[Records contained in a dataset]
──────────────────────────────
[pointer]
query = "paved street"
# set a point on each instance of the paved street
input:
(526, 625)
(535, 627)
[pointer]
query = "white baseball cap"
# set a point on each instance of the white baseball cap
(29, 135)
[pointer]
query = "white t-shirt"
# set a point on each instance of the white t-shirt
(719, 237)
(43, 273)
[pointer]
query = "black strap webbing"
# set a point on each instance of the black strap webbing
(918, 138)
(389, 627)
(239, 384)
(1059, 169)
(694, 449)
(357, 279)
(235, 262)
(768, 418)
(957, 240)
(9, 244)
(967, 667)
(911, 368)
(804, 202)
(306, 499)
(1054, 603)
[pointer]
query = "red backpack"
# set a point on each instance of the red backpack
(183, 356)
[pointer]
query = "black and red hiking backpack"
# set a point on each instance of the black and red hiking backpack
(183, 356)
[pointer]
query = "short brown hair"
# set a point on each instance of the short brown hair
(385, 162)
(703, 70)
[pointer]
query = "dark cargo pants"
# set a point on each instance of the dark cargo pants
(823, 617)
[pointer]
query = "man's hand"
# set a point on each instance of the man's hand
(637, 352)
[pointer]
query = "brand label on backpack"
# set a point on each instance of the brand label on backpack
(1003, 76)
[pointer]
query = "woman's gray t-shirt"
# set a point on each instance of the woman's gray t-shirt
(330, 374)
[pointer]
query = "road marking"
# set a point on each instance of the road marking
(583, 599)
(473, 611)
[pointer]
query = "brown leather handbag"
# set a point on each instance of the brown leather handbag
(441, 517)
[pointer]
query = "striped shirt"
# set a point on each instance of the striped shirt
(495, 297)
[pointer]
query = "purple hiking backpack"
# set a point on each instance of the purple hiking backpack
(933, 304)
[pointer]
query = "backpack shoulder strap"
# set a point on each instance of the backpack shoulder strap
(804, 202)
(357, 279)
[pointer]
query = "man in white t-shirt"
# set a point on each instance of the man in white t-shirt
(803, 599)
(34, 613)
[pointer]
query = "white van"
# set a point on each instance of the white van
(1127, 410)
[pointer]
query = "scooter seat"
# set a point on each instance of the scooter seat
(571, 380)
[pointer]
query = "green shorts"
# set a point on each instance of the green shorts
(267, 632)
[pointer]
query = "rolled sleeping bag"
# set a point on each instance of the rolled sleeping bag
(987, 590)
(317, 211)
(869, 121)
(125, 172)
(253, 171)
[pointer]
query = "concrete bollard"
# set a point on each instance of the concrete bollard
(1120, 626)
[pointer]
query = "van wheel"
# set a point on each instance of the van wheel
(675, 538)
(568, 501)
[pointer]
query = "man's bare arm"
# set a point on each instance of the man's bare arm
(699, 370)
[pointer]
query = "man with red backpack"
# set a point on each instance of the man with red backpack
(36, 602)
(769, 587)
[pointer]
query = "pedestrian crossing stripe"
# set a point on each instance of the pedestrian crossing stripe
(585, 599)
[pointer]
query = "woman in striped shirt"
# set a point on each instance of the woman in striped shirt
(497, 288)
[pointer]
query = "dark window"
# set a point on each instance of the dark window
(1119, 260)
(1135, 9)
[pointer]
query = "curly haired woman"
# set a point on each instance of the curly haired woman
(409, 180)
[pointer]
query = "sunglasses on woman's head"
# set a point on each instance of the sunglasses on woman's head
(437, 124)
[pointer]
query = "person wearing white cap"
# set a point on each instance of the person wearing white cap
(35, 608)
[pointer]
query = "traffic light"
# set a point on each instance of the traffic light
──────────────────────────────
-- What to produce --
Write the entries out once more, exactly as given.

-- Task result --
[pointer]
query = "paved street"
# set a point on each instance of the paved street
input:
(526, 625)
(535, 627)
[pointer]
query = "white baseball cap"
# set a point on each instance of the white baseball cap
(29, 135)
[pointer]
query = "white t-shirt"
# set a point on each instance of the white t-shirt
(719, 237)
(43, 273)
[pointer]
query = "black strap webbing"
# set a point on each instance of the black strap webbing
(918, 138)
(389, 627)
(239, 384)
(1059, 169)
(694, 449)
(357, 279)
(235, 262)
(768, 418)
(957, 240)
(9, 244)
(967, 667)
(911, 368)
(804, 202)
(306, 499)
(1054, 603)
[pointer]
query = "red backpack"
# set a point on each instance of the red backpack
(183, 356)
[pointer]
query = "black and red hiking backpack"
# set a point on each instance of the black and red hiking backpack
(183, 356)
[pointer]
query = "short brown hair"
# set a point on each instance of the short brown hair
(385, 162)
(703, 70)
[pointer]
query = "dark cargo pants"
# set a point on each instance of the dark cargo pants
(823, 617)
[pointer]
query = "man's hand"
# set a point on each instance of the man's hand
(637, 352)
[pointer]
query = "brand label on backpack"
# set a point on each instance of the brand label on backpack
(1003, 76)
[pointer]
query = "woman's gray t-shirt"
# set a point on each instance of the woman's gray t-shirt
(330, 374)
[pointer]
query = "road marking"
# set a point on each instance of the road marking
(583, 599)
(473, 611)
[pointer]
query = "brown leather handbag"
# set a point on each instance of the brown leather handbag
(441, 517)
[pointer]
query = "striped shirt"
# set a point on each instance of the striped shirt
(495, 297)
[pointer]
query = "purple hiking backpack"
# set a point on each instance of the purple hiking backpack
(933, 304)
[pointer]
query = "backpack shoulder strap"
# set a point on each instance of the backpack shoulder strap
(804, 202)
(357, 279)
[pointer]
query = "man in white t-shirt"
# set a point on each instance of the man in white t-shirt
(803, 599)
(34, 613)
[pointer]
query = "white van"
# set a point on each instance of the white van
(1127, 410)
[pointer]
query = "scooter seat"
# set a point on each instance of the scooter seat
(571, 380)
[pointer]
query = "green shorts"
# set a point on each instance of the green shorts
(267, 632)
[pointer]
query = "rolled sleeping bag"
# set a point on each instance of the rolled sleeping bag
(987, 590)
(317, 211)
(869, 121)
(125, 172)
(253, 171)
[pointer]
query = "concrete bollard"
# set a point on each instance of the concrete bollard
(1120, 626)
[pointer]
query = "van wheel"
# set a point on each instance of the van wheel
(675, 538)
(568, 501)
[pointer]
query = "man's bare arm"
# set a point on each instance of the man's bare arm
(699, 370)
[pointer]
query = "man with red backpack"
# set a point on each instance of the man with red backpack
(36, 602)
(769, 587)
[pointer]
query = "pedestrian crossing stripe"
# set a point on each instance of the pedestrian crossing stripe
(585, 599)
[pointer]
query = "woman in striped shirt"
# set a point on each instance of the woman in striped shirt
(497, 288)
[pointer]
query = "dark window"
# set a point on each instance of the dark window
(1119, 260)
(1135, 9)
[pointer]
query = "curly haired woman"
# set a point on each instance of the curly haired woman
(409, 180)
[pointer]
query = "sunglasses on woman's head"
# set a point on each instance of the sunglasses on woman's head
(437, 124)
[pointer]
query = "person wearing white cap"
# set a point on each instance of the person wearing white cap
(35, 608)
[pointer]
query = "traffic light"
# set a point on each instance of the traffic light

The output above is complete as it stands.